START TEXT FOR ANALYSIS

Fast forward to today and the economic model has not changed but the “business” of academic research has. Now, every publication has data and code/software attached to it which come with maintenance and support costs that can extend for a substantial period into the future. While any given publication may not require significant maintenance and support, the costs for an investigator’s publications in aggregate can add up very quickly. Even a single paper that turns out to be popular can take up a lot of time and energy.

If you play this movie to the end, it becomes soberingly clear that reproducible research, from an economic stand point, is not really sustainable. To see this, it might help to use an analogy from the business world. Most businesses have capital costs, where they buy large expensive things – machinery, buildings, etc. These things have a long life, but are thought to degrade over time (accountants call it depreciation). As a result, most businesses have “maintenance capital expenditure” costs that they report to show how much money they are investing every quarter to keep their equipment/buildings/etc. up to shape. In this context, the capital expenditure is worth it because every new building or machine that is purchased is designed to ultimately produce more revenue. As long as the revenue generated exceeds the cost of maintenance, the capital costs are worth it (not to oversimplify or anything!).

In academia, each new publications incurs some maintenance and support costs to ensure reproducibility (the “capital expenditure” here) but it’s unclear how much each new publication brings in more “revenue” to offset those costs. Sure, more publications allow one to expand the lab or get more grant funding or hire more students/postdocs, but I wouldn’t say that’s universally true. Some fields are just constrained by how much total funding there is and so the available funding cannot really be increased by “reaching more customers”. Given that the budgets for funding agencies (at least in the U.S.) have barely kept up with inflation and the number of publications increases every year, it seems the goal of making all research reproducible is simply not economically supportable.

I think we have to concede that at any given moment in time, there will always be some fraction of published research for which there is no maintenance or support for reproducibility. Note that this doesn’t mean that people don’t publish their data and code (they should still do that!), it just means they don’t support or maintain it. The only question is which fraction should *no*t be supported or maintained? Most likely, it will be older results where the investigators simply cannot keep up with maintenance and support. However, it might be worth coming up with a more systematic approach to determining which publications need to maintain their reproducibility and which don’t.

For example, it might be more important to maintain the reproducibility of results from huge studies that cannot be easily replicated independently. However, for a small study conducted a decade ago that has subsequently been replicated many times, we can probably let that one go. But this isn’t the only approach. We might want to preserve the reproducibility of studies that collect unique datasets that are difficult to re-collect. Or we might want to consider term-limits on reproducibility, so an investigator commits to maintaining and supporting the reproducibility of a finding for say, 5 years, after which either the maintenance and support is dropped or longer-term funding is obtained. This doesn’t necessarily mean that the data and code suddenly disappear from the world; it just means the investigator is no longer committed to supporting the effort.

Reproducibility of scientific research is of critical importance, perhaps now more than ever. However, we need to think harder about how we can support it in both the short- and long-term. Just assuming that the maintenance and support costs of reproducibility for every study are merely nominal is not realistic and simply leads to investigators not supporting reproducibility as a default.

END TEXT FOR ANALYSIS

- **WORK REQUEST 1**:
Answer these questions from the passage on the economics of reproducible research.
(a) What do accountants call the way capital goods degrade over time?
(b) What have the budgets for funding agencies in the U.S. barely kept up with?
(c) For how many years might an investigator commit to maintaining reproducibility under term limits?
- **WORK REQUEST 2**:
Transcribe part of the passage on the economics of reproducible research word for word, starting at the words "I think we have" and ending after the words "and which don’t.".

START EXTRACTED DATA

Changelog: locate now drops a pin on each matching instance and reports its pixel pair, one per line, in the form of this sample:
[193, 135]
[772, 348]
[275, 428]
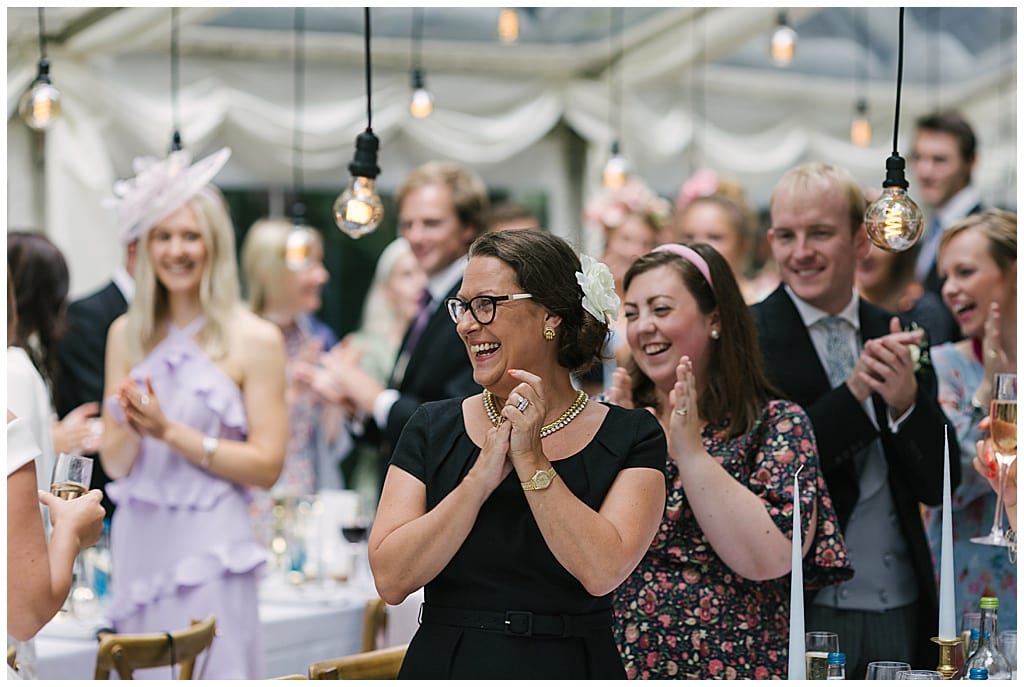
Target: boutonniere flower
[919, 353]
[599, 297]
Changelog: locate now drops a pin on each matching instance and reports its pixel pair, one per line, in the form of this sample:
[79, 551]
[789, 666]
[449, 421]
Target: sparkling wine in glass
[1004, 434]
[72, 475]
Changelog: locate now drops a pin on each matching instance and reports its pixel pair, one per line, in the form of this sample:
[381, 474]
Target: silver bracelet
[210, 444]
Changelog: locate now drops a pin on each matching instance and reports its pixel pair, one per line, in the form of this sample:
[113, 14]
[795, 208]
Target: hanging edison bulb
[508, 25]
[894, 221]
[860, 128]
[358, 210]
[615, 170]
[40, 105]
[422, 103]
[783, 42]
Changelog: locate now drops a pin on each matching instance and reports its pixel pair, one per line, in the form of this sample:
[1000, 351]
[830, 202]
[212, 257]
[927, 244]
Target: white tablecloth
[297, 630]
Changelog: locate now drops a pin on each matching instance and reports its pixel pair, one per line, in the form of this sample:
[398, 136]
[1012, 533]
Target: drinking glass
[1008, 647]
[919, 675]
[970, 619]
[72, 476]
[1004, 434]
[886, 670]
[817, 645]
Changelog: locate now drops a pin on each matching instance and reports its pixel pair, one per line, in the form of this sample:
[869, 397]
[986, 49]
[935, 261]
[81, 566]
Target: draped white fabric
[517, 127]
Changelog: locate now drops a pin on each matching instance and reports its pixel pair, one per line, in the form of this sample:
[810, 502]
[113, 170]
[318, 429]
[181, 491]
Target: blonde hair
[380, 318]
[812, 177]
[218, 293]
[263, 260]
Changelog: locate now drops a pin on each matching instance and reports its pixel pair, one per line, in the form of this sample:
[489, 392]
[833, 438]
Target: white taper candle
[947, 600]
[798, 669]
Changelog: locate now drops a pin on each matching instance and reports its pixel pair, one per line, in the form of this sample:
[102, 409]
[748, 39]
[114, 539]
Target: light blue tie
[839, 356]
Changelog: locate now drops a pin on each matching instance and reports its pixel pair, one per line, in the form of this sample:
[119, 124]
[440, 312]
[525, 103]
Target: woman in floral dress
[711, 598]
[978, 258]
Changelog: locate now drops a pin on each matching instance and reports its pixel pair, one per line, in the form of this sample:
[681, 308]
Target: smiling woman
[195, 389]
[572, 489]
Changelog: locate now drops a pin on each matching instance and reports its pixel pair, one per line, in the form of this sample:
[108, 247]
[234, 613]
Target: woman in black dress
[520, 510]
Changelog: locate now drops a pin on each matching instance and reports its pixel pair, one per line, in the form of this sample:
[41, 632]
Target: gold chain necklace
[565, 418]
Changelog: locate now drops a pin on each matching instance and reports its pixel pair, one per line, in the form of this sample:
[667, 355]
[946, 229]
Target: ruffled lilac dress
[181, 540]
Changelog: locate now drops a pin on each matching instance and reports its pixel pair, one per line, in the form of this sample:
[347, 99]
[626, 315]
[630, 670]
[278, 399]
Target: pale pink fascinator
[691, 256]
[160, 187]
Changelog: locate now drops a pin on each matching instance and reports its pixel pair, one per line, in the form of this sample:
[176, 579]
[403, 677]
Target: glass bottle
[837, 666]
[987, 654]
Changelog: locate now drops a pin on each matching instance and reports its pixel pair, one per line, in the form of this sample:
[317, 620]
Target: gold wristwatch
[542, 479]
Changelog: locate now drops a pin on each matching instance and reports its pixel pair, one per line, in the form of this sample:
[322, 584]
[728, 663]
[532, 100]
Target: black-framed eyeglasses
[481, 307]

END EXTRACTED DATA

- **WORKED SOLUTION 1**:
(a) Depreciation.
(b) Inflation.
(c) Five years.

- **WORKED SOLUTION 2**:
I think we have to concede that at any given moment in time, there will always be some fraction of published research for which there is no maintenance or support for reproducibility. Note that this doesn’t mean that people don’t publish their data and code (they should still do that!), it just means they don’t support or maintain it. The only question is which fraction should *no*t be supported or maintained? Most likely, it will be older results where the investigators simply cannot keep up with maintenance and support. However, it might be worth coming up with a more systematic approach to determining which publications need to maintain their reproducibility and which don’t.